§ Selected excerpt:
Cesran International

Turkey, Iran and the Arab Uprisings: The Failure of Political Islam and Post-Ideological Politics

Part I: Islamism in the Arab uprisings of 2011 and the role of the Turkish and Iranian ‘models’.

It has been widely observed that none of the 2011 Arab uprisings were led by Islamists and that they were not pervaded by Islamist slogans and objectives. The uprisings demonstrated, if anything, that the Middle East is entering a post-ideological phase, where patriotism and an introverted, domestically focused politics will dominate.

It goes without saying that each uprising was very different and the roles of Islamist movements in Bahrain, Yemen, Syria and Libya were discrete. However, there were commonalities between Egypt and Tunisia. In Egypt, the leadership of the Muslim Brotherhood took a cautious line with regards to the protests, until after it was certain that they were unstoppable (even though many younger members of the organisation took part in the growing protests, ignoring the leadership’s instructions). In Tunisia, Nahda was banned so by definition could not take the lead.

Even so, the change of regime in Egypt and Tunisia will benefit the Islamists. As the political process opened up in the weeks following Mubarak’s fall the Muslim Brotherhood created a political party, the Freedom and Justice Party, which has already been legalised, alongside the centrist Wasat (which had been denied legal status under Mubarak). Nahda was also legalised in Tunisia. It won 40 per cent of the votes in elections of 23 October. Although in the region as a whole – for instance in Jordan – opinion polls over many years consistently suggest that moderate Islamist parties would secure about 30 per cent of vote, this percentage may increase as a result of the proven ability of the Islamists to organise effectively and the weakness of other parties in this respect.

In Egypt and Tunisia, Islamist movements have declared that they see the Turkish Justice and Development Party (AKP) as a model to be emulated. Saad el Katatni one of the leaders of the Freedom and Justice Party has said so explicitly. Nahda’s Rachid Ghannouchi claims the AKP has in fact been influenced by him. Although many different variants of Islamism exist in the Middle East, with regards to what has been termed ‘moderate’ Islamism in the cases of Tunisia and particularly Egypt – important trendsetters, especially the latter – the recent Arab uprisings indicate that the Iranian model of Islamism is ‘out’, while the Turkish model is ‘in’.

What does this mean for the prospects of political Islam in the Middle East?

First, that these two Islamist parties, The Muslim Brotherhood/Freedom and Justice and Nahda, accept that they must function within the parameters of a democratic, multi-party system. It is less clear what this desire to emulate the AKP means in terms of secularism. Recep Tayip Erdoğan declared, in a television interview before he visited Cairo in September 2011, that Islamists must accept secularism. This apparently offended some Egyptian Islamists, while I would guess that their Tunisian counterparts are much more comfortable with the idea.

The debate on whether the Turkish AKP can be a model for Islamists in the Arab world is complicated. Some question whether Turkey wants to be a model at all. Others point out that Turkey’s very particular historical evolution does not lend itself to repetition elsewhere. Yet more observers point to the fact that the Turkish ‘model’ is idealised and that Turkey is currently reverting to authoritarianism in many ways. For instance, there are now 58 journalists in prison in Turkey. Researchers and academics, among others, are persecuted and legally prosecuted for expressing their views.

§ Set exercise 1:
Reproduce word for word the passage of the essay on Turkey, Iran and the Arab uprisings that begins at the words "In Egypt and Tunisia, Islamist" and stops after "model is ‘in’.".
§ Set exercise 2:
Name every individual person mentioned by name in the essay on Turkey, Iran and the Arab uprisings.
Rely on nothing beyond the essay on Turkey, Iran and the Arab uprisings.

§ Dataset:
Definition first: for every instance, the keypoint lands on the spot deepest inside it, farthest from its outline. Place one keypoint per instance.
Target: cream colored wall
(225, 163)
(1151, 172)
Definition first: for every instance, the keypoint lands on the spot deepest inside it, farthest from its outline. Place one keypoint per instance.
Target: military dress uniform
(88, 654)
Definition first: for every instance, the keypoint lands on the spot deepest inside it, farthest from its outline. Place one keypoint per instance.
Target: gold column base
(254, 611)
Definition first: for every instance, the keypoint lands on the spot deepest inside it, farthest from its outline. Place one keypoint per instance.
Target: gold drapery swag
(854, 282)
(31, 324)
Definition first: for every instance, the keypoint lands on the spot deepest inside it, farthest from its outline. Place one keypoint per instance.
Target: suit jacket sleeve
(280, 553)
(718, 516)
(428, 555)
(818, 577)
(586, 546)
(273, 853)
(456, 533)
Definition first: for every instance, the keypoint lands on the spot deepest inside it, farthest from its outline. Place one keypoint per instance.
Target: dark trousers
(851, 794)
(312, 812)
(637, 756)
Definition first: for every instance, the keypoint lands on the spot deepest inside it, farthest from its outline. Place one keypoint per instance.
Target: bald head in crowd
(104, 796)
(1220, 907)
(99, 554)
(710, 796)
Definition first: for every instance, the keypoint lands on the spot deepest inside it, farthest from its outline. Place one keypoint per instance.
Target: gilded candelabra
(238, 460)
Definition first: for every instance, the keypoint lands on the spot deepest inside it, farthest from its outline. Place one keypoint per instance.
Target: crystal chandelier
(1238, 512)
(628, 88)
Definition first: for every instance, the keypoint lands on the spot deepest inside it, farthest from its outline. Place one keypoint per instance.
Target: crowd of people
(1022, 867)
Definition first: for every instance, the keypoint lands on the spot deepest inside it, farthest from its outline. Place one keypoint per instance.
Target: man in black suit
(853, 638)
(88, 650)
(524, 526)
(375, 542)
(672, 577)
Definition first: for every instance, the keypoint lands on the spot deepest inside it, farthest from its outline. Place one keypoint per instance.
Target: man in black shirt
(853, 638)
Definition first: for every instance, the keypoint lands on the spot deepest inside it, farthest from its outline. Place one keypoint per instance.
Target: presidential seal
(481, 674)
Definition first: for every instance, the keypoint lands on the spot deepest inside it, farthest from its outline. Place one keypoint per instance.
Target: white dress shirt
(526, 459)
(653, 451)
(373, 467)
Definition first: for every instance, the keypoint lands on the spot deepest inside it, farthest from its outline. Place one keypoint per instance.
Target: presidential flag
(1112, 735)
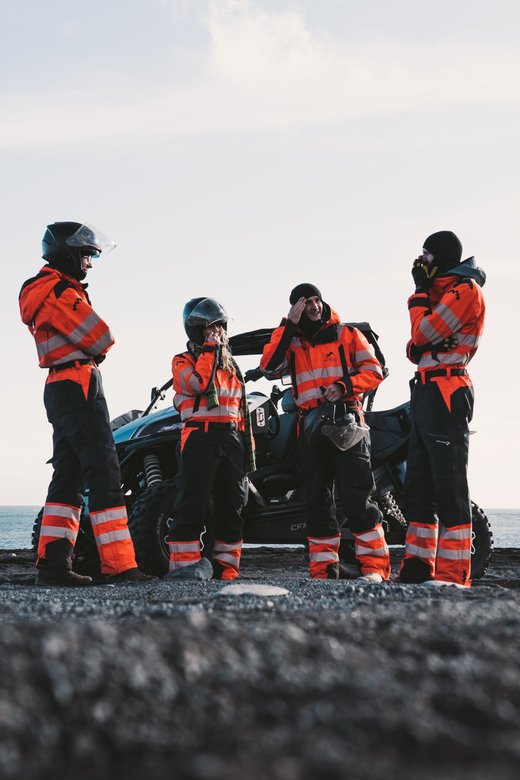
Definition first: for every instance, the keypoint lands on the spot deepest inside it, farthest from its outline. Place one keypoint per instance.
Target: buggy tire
(149, 522)
(482, 543)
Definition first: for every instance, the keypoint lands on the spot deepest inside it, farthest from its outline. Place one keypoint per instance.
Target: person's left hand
(333, 393)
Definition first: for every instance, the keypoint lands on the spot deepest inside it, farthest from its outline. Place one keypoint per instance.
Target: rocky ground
(304, 679)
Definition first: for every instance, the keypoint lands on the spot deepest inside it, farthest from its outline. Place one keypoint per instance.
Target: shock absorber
(152, 469)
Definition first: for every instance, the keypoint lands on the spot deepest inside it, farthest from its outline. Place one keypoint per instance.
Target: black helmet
(65, 242)
(200, 313)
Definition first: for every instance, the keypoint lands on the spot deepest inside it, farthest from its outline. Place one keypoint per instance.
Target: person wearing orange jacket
(71, 340)
(216, 448)
(330, 361)
(447, 314)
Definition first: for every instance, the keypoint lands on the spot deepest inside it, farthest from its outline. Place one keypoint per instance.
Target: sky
(236, 148)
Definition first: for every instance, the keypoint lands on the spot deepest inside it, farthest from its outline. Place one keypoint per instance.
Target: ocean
(16, 524)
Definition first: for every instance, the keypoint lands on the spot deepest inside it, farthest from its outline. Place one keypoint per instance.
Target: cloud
(268, 70)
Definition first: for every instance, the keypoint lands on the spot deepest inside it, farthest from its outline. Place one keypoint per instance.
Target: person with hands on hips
(216, 449)
(331, 361)
(447, 314)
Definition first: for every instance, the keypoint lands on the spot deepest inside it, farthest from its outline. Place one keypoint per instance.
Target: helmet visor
(206, 313)
(90, 237)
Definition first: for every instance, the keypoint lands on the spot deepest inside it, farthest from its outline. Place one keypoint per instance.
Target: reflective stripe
(426, 533)
(360, 550)
(107, 515)
(62, 511)
(429, 331)
(182, 547)
(58, 531)
(113, 536)
(454, 555)
(363, 354)
(325, 556)
(101, 344)
(459, 533)
(420, 552)
(44, 347)
(222, 546)
(84, 328)
(446, 314)
(370, 536)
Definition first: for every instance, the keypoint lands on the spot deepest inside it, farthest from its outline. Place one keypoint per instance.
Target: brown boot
(61, 578)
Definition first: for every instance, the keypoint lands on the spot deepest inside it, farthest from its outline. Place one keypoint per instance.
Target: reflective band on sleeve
(84, 328)
(102, 343)
(360, 550)
(446, 314)
(329, 540)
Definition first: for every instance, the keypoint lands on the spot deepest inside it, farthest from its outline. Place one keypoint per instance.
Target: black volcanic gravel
(335, 680)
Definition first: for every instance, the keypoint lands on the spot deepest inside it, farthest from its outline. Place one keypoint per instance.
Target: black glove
(415, 353)
(253, 375)
(423, 275)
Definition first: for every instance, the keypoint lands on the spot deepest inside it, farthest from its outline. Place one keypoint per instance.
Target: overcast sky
(235, 148)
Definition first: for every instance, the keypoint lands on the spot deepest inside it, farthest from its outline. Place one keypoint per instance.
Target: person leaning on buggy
(216, 448)
(331, 363)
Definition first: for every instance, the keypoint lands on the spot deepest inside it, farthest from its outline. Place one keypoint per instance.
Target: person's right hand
(296, 310)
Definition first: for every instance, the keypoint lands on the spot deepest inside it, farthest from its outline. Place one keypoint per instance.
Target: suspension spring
(152, 469)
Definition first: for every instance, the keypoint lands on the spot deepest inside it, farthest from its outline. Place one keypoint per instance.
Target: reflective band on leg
(183, 554)
(322, 552)
(59, 521)
(228, 556)
(113, 540)
(372, 552)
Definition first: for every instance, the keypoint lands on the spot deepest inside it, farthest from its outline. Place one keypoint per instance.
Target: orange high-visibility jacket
(321, 361)
(65, 327)
(228, 388)
(454, 305)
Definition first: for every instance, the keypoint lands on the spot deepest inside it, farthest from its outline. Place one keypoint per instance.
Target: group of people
(332, 367)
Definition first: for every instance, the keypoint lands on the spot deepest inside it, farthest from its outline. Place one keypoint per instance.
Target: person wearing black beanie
(331, 362)
(447, 314)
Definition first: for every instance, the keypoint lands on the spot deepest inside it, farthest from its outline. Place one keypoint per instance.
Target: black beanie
(304, 291)
(445, 248)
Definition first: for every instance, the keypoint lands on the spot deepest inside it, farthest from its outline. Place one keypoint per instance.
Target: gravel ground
(331, 680)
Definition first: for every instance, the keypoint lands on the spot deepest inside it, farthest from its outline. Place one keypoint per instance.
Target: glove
(423, 275)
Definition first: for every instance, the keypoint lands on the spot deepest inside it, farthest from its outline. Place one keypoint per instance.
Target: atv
(147, 444)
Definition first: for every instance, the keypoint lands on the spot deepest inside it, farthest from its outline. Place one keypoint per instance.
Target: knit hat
(304, 291)
(445, 248)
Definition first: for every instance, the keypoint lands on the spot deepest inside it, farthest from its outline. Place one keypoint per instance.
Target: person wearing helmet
(331, 362)
(71, 341)
(216, 447)
(447, 314)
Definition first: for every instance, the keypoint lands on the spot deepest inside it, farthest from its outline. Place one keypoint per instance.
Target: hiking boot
(61, 578)
(200, 570)
(372, 576)
(130, 575)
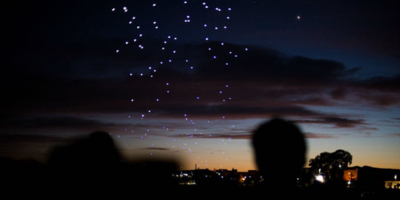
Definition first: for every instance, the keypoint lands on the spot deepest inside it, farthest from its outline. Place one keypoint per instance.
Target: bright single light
(319, 178)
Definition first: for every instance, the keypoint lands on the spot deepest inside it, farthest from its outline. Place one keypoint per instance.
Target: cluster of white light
(155, 25)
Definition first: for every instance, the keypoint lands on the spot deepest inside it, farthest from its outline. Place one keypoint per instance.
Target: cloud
(214, 136)
(157, 148)
(245, 136)
(54, 122)
(318, 136)
(337, 122)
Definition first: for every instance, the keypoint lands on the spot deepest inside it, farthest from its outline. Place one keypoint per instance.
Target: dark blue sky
(332, 67)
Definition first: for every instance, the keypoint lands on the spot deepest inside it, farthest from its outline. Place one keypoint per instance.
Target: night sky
(199, 80)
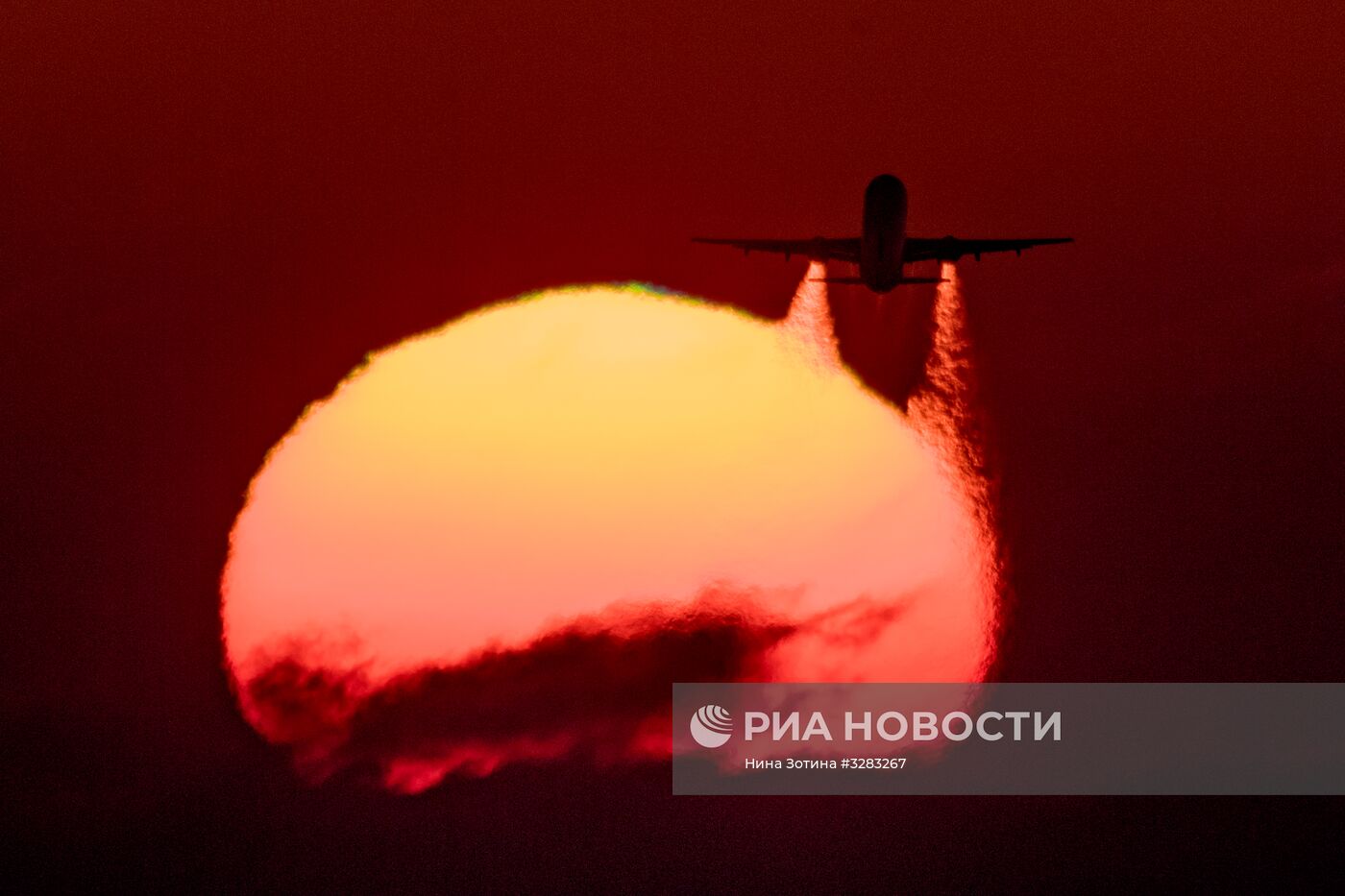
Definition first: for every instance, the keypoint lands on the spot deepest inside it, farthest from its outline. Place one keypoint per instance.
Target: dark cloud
(591, 687)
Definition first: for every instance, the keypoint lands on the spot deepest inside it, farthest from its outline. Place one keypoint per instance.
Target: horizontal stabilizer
(857, 281)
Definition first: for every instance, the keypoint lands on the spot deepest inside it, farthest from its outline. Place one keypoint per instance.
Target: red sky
(208, 217)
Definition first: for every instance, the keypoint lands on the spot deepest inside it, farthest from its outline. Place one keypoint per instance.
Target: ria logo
(712, 725)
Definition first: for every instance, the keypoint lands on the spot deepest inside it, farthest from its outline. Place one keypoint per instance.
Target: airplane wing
(818, 248)
(952, 249)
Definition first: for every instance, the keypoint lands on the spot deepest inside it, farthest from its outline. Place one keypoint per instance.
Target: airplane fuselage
(884, 233)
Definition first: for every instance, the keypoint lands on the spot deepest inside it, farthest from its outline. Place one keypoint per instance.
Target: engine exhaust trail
(945, 412)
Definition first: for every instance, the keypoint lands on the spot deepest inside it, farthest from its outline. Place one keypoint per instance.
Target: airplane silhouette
(884, 249)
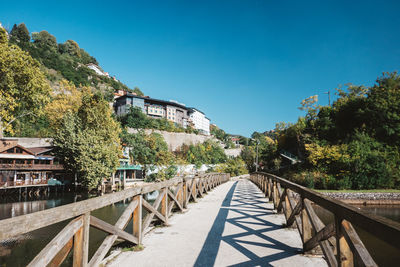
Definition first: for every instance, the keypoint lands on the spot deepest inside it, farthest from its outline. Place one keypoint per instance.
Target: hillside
(66, 61)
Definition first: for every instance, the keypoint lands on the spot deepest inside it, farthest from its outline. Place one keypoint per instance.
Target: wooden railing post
(344, 256)
(164, 205)
(288, 208)
(185, 194)
(306, 224)
(81, 243)
(137, 219)
(180, 193)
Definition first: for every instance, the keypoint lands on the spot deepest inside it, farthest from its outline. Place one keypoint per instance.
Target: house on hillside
(199, 120)
(20, 165)
(154, 108)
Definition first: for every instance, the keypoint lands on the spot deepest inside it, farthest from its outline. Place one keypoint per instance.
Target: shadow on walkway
(248, 202)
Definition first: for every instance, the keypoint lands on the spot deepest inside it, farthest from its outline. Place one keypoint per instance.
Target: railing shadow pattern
(245, 209)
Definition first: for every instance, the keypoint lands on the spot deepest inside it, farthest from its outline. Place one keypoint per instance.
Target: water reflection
(19, 251)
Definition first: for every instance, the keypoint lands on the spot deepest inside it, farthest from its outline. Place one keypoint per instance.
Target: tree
(67, 98)
(23, 86)
(383, 108)
(70, 47)
(44, 40)
(248, 155)
(88, 143)
(20, 35)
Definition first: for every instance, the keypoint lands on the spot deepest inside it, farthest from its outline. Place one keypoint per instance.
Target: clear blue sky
(247, 64)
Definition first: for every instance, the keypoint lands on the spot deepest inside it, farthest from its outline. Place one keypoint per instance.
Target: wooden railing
(176, 193)
(338, 240)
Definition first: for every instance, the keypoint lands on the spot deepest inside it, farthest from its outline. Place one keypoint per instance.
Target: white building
(97, 70)
(200, 121)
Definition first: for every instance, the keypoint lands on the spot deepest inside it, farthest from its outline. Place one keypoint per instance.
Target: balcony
(31, 167)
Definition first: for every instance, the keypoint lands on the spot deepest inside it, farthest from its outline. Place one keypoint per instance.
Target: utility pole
(329, 97)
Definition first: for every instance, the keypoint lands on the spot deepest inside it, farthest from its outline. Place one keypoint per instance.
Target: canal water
(21, 250)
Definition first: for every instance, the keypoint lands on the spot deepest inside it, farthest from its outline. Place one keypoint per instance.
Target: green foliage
(20, 35)
(353, 144)
(23, 87)
(234, 167)
(44, 40)
(88, 144)
(137, 91)
(68, 59)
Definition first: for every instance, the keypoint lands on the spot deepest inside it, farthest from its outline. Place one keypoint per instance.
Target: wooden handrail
(176, 193)
(340, 235)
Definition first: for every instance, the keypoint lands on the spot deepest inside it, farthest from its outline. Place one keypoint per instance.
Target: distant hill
(66, 61)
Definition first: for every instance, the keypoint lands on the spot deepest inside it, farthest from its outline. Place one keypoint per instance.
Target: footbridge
(258, 220)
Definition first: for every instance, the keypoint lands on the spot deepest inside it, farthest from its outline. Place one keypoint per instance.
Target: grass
(360, 191)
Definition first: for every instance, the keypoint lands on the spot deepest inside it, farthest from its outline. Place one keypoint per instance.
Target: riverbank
(366, 198)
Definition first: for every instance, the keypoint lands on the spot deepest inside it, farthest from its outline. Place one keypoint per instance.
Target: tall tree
(67, 98)
(88, 142)
(44, 40)
(23, 87)
(20, 35)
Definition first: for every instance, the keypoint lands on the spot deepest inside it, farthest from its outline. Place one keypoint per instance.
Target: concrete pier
(233, 225)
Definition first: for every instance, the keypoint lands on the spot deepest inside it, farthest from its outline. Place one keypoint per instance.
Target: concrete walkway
(231, 226)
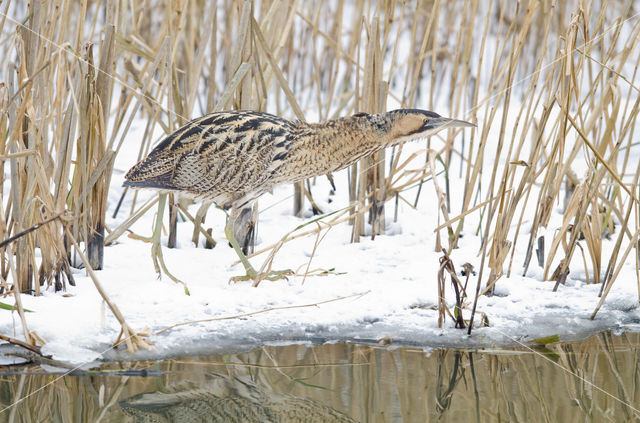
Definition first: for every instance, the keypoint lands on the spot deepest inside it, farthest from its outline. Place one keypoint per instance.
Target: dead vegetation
(548, 83)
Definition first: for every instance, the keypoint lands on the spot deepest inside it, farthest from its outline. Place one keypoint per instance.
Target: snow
(389, 287)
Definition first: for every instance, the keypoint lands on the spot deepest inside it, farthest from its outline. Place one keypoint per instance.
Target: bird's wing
(222, 156)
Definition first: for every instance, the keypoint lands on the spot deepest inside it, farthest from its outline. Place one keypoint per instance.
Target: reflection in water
(593, 380)
(225, 399)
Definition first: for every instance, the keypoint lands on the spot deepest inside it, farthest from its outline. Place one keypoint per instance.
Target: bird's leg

§ Complete response 1:
In Egypt and Tunisia, Islamist movements have declared that they see the Turkish Justice and Development Party (AKP) as a model to be emulated. Saad el Katatni one of the leaders of the Freedom and Justice Party has said so explicitly. Nahda’s Rachid Ghannouchi claims the AKP has in fact been influenced by him. Although many different variants of Islamism exist in the Middle East, with regards to what has been termed ‘moderate’ Islamism in the cases of Tunisia and particularly Egypt – important trendsetters, especially the latter – the recent Arab uprisings indicate that the Iranian model of Islamism is ‘out’, while the Turkish model is ‘in’.

§ Complete response 2:
Mubarak
Saad el Katatni
Rachid Ghannouchi
Recep Tayip Erdoğan